Opérations patrimoniales : le Code civil plus fort que le Code des impôts ? (partie 2/2)
Nous avons vu dans un précédent billet comment la Cour de cassation avait fait primer le droit civil sur le droit fiscal en matière de prêts familiaux.
Voyons désormais l’analyse du Conseil d’État au regard des opérations de donation-cession de titres, avec mise en place d’un quasi-usufruit sur le produit de cession.
La donation-cession : bref rappel des principes
Pour mémoire, la « donation-cession » de titres consiste à donner des actifs préalablement à la cession de ces derniers par le(s) donataire(s). Compte tenu des règles actuelles de calcul des plus-values sur valeurs mobilières, cette donation permet de « purger » la plus-value sur les actifs donnés.
Lorsque la nue-propriété des titres est transmise (donation-cession « en démembrement »), seule la plus-value de cession afférente à la nue-propriété donnée est purgée (la plus-value relative à l’usufruit conservé par le donateur demeurant imposable).
En l’absence de répartition du prix de vente, la plus-value est alors imposable soit au nom du nu-propriétaire si le produit de cession est remployé dans de nouveaux actifs démembrés, soit au nom de l’usufruitier si le prix lui est attribué dans le cadre d’un quasi-usufruit.

• [Liste des tâches]
1/ Recopiez le passage du document sur la donation-cession de titres, en commençant par « Opérations patrimoniales : le » et en allant jusqu'à « produit de cession. ».
2/ Dans la donation-cession de titres décrite par le document, quelle plus-value demeure imposable lorsque seule la nue-propriété est transmise ?

• [Données fournies]
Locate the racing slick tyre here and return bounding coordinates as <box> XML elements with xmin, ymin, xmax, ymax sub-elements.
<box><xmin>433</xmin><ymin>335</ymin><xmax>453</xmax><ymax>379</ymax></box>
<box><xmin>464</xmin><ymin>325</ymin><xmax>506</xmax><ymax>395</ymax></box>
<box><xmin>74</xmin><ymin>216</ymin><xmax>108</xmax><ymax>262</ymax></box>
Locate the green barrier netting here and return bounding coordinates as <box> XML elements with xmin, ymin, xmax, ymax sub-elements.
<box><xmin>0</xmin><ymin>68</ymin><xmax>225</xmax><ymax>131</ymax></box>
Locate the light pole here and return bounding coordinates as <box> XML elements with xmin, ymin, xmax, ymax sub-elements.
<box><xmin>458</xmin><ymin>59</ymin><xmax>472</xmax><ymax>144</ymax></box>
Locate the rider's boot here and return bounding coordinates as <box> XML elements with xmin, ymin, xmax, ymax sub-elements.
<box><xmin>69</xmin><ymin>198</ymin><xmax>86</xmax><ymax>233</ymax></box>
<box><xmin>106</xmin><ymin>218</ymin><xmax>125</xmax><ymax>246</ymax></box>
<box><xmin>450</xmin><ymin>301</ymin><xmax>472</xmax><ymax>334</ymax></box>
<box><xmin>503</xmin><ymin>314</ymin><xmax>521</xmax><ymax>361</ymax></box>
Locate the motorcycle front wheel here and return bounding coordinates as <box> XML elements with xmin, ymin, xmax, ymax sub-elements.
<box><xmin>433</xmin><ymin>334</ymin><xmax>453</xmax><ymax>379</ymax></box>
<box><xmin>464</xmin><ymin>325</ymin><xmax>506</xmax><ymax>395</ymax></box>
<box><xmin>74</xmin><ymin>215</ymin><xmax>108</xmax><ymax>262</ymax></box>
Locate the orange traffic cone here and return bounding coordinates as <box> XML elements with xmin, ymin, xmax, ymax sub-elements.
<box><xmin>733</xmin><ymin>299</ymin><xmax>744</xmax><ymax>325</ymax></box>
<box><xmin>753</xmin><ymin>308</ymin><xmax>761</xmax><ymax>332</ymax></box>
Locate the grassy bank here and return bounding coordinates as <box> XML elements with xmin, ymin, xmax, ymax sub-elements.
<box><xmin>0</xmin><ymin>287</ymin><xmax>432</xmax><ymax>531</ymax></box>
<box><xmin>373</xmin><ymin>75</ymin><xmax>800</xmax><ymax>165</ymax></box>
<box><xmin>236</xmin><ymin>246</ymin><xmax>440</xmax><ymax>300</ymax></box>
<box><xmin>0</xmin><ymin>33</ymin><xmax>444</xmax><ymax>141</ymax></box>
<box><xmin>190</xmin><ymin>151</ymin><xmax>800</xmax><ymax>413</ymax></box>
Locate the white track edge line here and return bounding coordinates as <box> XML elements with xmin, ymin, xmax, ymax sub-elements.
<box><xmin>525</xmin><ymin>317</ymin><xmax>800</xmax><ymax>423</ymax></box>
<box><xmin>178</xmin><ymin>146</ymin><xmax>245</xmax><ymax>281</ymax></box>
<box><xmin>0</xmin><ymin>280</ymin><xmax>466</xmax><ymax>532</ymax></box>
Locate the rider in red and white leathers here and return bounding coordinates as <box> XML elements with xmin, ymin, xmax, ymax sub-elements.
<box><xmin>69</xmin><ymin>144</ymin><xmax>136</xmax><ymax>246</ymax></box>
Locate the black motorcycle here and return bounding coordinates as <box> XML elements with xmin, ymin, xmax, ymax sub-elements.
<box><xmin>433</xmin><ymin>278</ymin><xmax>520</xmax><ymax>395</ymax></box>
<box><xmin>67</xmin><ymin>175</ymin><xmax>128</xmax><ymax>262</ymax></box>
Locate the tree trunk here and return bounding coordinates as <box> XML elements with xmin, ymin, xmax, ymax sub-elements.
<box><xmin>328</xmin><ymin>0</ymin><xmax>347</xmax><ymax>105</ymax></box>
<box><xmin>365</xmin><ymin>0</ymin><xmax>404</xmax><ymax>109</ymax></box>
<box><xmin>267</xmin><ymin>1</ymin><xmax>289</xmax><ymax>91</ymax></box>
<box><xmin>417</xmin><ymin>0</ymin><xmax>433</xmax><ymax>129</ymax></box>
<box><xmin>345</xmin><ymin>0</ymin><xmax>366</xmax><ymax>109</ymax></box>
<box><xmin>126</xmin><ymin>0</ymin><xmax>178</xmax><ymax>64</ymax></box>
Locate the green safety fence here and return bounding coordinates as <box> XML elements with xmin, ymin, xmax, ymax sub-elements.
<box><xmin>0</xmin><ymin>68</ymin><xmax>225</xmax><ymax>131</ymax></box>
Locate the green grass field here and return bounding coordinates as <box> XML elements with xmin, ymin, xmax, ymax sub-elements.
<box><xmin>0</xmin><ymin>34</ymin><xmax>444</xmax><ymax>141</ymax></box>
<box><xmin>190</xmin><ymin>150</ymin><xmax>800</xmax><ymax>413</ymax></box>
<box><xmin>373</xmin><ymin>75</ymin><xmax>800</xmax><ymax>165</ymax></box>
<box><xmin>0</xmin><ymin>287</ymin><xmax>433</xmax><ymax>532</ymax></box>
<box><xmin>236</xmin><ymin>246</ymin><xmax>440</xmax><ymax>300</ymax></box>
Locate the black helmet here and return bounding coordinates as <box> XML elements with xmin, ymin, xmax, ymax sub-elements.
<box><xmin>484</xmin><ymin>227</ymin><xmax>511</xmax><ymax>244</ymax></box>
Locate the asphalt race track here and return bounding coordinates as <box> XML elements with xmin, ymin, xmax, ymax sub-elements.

• [Résultats par tâche]
1/
Opérations patrimoniales : le Code civil plus fort que le Code des impôts ? (partie 2/2)
Nous avons vu dans un précédent billet comment la Cour de cassation avait fait primer le droit civil sur le droit fiscal en matière de prêts familiaux.
Voyons désormais l’analyse du Conseil d’État au regard des opérations de donation-cession de titres, avec mise en place d’un quasi-usufruit sur le produit de cession.

2/ La plus-value relative à l'usufruit conservé par le donateur.